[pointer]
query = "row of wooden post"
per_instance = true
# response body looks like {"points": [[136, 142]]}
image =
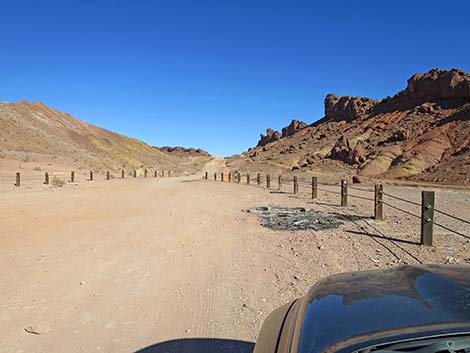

· · · · · · ·

## INSTRUCTION
Reproduce the material above line for line, omitting the picture.

## THE SOLUTION
[pointer]
query = "row of wooden post"
per_instance = true
# response body looks like {"points": [[136, 142]]}
image =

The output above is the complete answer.